◆ **EXERCISE BRIEF**:
How many lines in the records below contain the word "overcast"? Case counts. Give only the number.

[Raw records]

________________________

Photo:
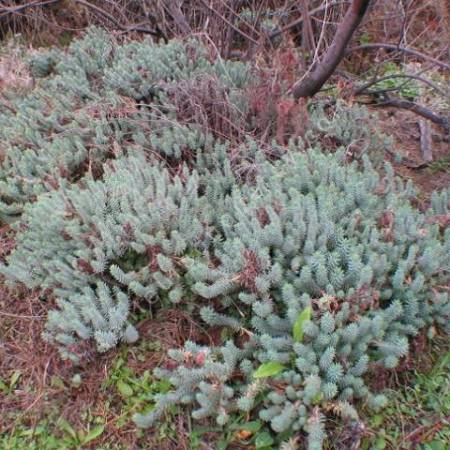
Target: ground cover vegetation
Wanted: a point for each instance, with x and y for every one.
(244, 269)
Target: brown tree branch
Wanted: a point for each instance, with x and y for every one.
(442, 120)
(363, 89)
(298, 21)
(5, 10)
(402, 49)
(312, 83)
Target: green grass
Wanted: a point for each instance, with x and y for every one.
(416, 418)
(418, 413)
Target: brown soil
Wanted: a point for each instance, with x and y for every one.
(403, 127)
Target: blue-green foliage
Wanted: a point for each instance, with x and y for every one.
(88, 108)
(316, 232)
(126, 201)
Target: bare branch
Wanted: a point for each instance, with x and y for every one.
(402, 49)
(312, 83)
(363, 88)
(442, 120)
(5, 10)
(425, 141)
(235, 28)
(298, 21)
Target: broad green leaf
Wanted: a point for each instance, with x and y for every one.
(268, 370)
(125, 389)
(94, 433)
(263, 439)
(297, 330)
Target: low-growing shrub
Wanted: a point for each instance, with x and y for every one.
(131, 193)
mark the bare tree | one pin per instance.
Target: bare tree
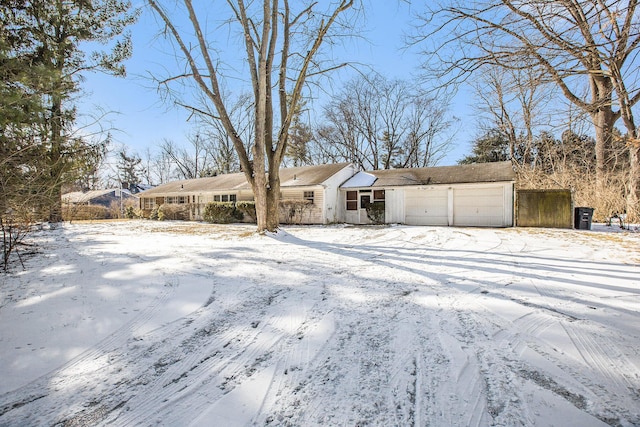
(579, 44)
(281, 44)
(189, 162)
(377, 123)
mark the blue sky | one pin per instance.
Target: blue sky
(139, 118)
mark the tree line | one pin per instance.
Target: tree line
(524, 56)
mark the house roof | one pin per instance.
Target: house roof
(78, 197)
(303, 176)
(473, 173)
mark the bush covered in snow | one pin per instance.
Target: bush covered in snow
(221, 213)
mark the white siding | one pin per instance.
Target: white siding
(428, 206)
(334, 208)
(311, 214)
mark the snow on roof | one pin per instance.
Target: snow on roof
(361, 179)
(289, 177)
(79, 197)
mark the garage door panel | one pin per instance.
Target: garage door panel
(478, 207)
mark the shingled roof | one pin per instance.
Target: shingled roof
(461, 174)
(289, 177)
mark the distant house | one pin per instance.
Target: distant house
(103, 198)
(479, 195)
(319, 185)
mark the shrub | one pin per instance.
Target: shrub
(131, 212)
(292, 211)
(248, 209)
(221, 213)
(154, 213)
(375, 212)
(84, 212)
(174, 212)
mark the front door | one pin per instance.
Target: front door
(365, 201)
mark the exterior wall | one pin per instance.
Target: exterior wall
(545, 208)
(310, 214)
(478, 205)
(333, 207)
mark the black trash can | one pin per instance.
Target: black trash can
(582, 218)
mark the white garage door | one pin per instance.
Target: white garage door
(479, 207)
(426, 207)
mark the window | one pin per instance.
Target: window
(148, 203)
(225, 198)
(365, 201)
(352, 200)
(308, 195)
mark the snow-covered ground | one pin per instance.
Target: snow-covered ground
(177, 324)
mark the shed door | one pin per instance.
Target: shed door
(426, 207)
(479, 207)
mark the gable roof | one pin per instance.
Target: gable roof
(303, 176)
(78, 197)
(460, 174)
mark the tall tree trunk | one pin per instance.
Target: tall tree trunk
(56, 161)
(603, 120)
(633, 198)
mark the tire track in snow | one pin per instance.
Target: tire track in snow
(71, 375)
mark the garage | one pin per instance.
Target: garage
(426, 207)
(475, 195)
(480, 206)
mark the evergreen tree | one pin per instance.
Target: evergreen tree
(43, 40)
(493, 146)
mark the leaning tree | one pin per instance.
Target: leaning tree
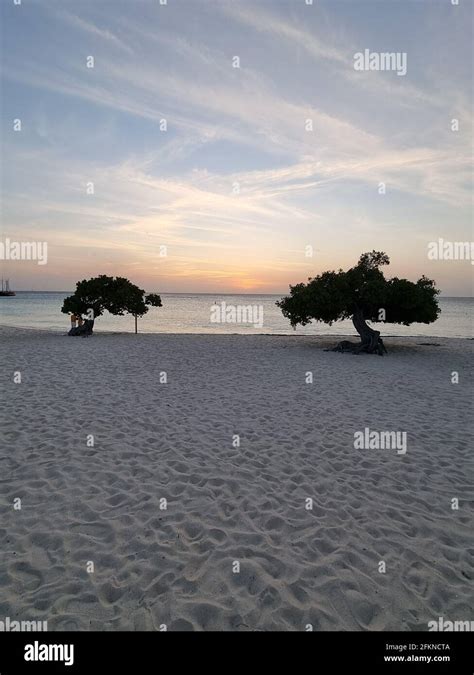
(362, 294)
(116, 295)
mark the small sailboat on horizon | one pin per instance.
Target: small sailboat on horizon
(6, 292)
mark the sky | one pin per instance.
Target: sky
(231, 145)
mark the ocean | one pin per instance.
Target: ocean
(197, 313)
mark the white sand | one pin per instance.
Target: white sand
(229, 504)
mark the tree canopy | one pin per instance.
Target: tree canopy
(362, 293)
(116, 295)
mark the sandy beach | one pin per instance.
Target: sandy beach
(100, 501)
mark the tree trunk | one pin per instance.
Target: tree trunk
(370, 340)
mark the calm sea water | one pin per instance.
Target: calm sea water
(182, 313)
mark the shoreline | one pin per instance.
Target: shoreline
(57, 331)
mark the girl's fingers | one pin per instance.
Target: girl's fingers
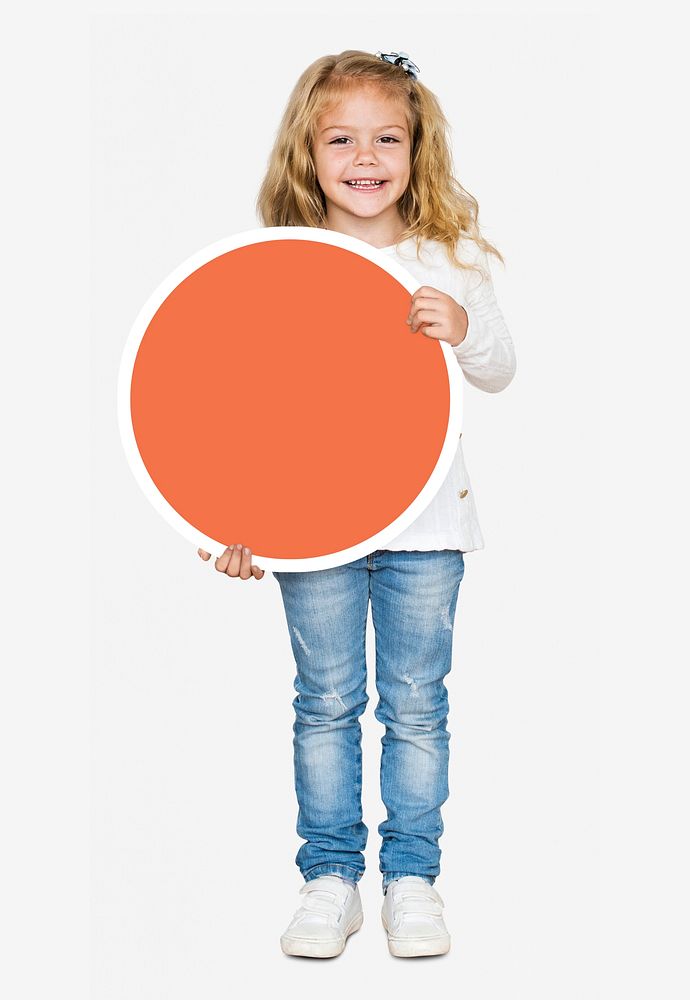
(246, 564)
(223, 560)
(236, 562)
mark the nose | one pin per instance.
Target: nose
(366, 154)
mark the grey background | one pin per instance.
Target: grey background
(568, 819)
(193, 811)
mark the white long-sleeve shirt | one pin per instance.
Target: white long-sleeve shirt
(487, 359)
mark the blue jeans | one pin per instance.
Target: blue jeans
(413, 599)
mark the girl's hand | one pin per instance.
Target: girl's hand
(438, 315)
(235, 561)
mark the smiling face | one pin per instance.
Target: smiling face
(364, 137)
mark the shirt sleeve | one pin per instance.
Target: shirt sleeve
(487, 354)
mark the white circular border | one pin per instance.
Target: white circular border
(146, 314)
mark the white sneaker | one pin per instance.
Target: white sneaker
(413, 919)
(332, 910)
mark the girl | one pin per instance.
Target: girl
(362, 149)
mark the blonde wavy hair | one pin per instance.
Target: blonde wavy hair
(435, 206)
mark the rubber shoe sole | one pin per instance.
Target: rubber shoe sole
(416, 947)
(318, 948)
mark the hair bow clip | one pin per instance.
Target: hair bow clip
(400, 59)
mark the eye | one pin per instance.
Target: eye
(337, 141)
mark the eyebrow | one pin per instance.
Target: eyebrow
(352, 128)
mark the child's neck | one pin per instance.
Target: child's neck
(384, 235)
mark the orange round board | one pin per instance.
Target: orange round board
(271, 393)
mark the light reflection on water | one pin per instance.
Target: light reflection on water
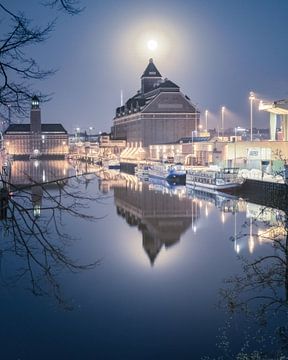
(165, 252)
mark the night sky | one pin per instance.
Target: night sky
(217, 51)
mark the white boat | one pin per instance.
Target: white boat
(175, 173)
(213, 180)
(111, 164)
(142, 171)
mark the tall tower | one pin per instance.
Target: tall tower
(35, 115)
(150, 77)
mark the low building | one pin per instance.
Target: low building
(36, 139)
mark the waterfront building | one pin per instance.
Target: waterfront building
(277, 109)
(268, 156)
(36, 139)
(159, 113)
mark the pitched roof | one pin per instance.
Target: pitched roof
(151, 70)
(168, 84)
(26, 128)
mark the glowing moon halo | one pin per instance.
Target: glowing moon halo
(152, 45)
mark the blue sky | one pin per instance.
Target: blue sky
(215, 50)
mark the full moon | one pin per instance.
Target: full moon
(152, 44)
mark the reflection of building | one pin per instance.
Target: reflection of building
(36, 176)
(36, 139)
(159, 113)
(38, 171)
(161, 217)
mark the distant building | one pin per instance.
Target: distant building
(36, 139)
(159, 113)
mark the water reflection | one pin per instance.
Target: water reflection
(42, 194)
(159, 212)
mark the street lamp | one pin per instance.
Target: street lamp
(251, 98)
(206, 120)
(222, 120)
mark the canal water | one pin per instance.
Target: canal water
(111, 267)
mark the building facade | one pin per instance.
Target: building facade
(36, 139)
(159, 113)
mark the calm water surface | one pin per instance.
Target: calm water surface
(164, 255)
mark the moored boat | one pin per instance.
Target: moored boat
(142, 171)
(111, 164)
(175, 173)
(213, 180)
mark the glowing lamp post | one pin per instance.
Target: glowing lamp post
(222, 120)
(206, 120)
(251, 98)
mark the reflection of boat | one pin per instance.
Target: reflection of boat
(223, 201)
(165, 187)
(213, 180)
(111, 164)
(174, 173)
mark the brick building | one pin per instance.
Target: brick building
(36, 139)
(159, 113)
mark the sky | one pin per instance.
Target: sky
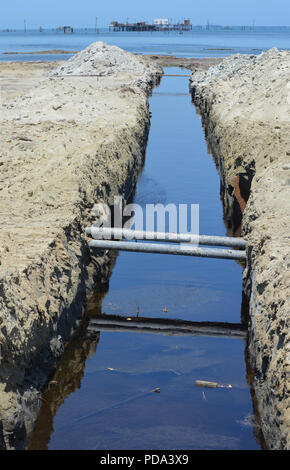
(83, 13)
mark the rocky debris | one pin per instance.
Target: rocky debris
(103, 60)
(246, 114)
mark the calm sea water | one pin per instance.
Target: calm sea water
(196, 43)
(102, 397)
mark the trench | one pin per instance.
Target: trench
(126, 390)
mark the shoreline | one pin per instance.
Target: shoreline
(46, 270)
(247, 132)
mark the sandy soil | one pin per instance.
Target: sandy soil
(65, 144)
(246, 114)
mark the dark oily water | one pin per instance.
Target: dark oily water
(127, 390)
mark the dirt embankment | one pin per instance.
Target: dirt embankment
(67, 142)
(245, 106)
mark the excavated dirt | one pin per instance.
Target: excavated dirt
(67, 142)
(245, 105)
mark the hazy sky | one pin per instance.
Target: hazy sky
(82, 13)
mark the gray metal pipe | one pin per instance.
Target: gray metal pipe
(120, 233)
(167, 327)
(167, 249)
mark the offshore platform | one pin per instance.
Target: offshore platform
(159, 24)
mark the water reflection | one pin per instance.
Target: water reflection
(68, 376)
(120, 396)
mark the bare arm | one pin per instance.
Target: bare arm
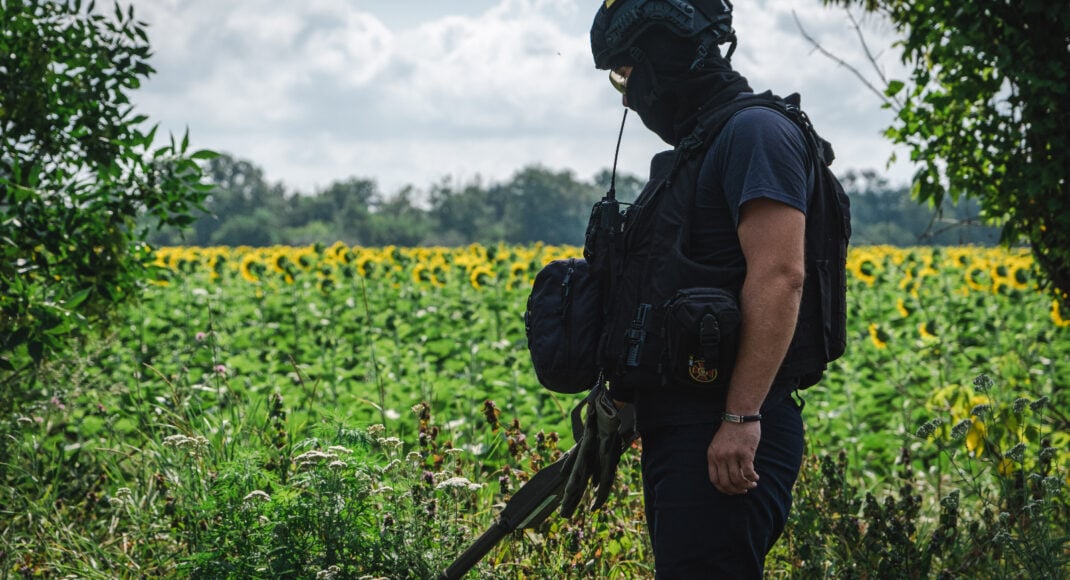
(772, 235)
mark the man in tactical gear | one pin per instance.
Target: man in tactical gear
(722, 448)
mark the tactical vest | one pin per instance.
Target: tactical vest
(672, 320)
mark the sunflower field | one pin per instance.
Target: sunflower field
(247, 408)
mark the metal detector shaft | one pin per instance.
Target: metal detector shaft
(529, 506)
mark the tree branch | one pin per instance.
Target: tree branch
(892, 103)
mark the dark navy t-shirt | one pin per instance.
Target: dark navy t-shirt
(760, 153)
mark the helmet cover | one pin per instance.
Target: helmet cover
(620, 24)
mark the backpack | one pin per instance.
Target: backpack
(563, 322)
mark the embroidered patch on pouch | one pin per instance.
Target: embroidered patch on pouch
(699, 372)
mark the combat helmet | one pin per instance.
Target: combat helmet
(620, 24)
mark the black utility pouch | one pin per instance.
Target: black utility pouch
(702, 336)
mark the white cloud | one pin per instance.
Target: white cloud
(323, 90)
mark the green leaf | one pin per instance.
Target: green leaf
(893, 88)
(78, 298)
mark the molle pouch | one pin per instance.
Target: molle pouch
(702, 336)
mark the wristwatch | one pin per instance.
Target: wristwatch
(729, 417)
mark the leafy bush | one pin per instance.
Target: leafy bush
(76, 169)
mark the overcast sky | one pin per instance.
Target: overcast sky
(411, 92)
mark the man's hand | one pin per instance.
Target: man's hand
(731, 457)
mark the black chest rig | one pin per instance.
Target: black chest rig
(672, 320)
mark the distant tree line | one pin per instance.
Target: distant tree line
(535, 204)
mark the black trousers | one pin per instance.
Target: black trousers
(699, 532)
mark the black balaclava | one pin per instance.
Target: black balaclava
(669, 88)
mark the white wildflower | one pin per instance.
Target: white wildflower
(459, 483)
(260, 495)
(330, 574)
(340, 449)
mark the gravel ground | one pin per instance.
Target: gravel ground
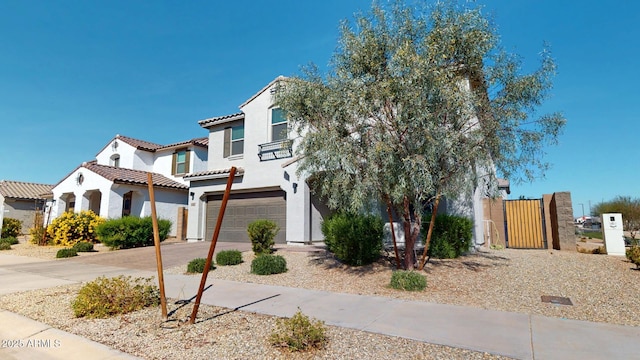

________________________

◆ **RESULT FOR THIS TASK**:
2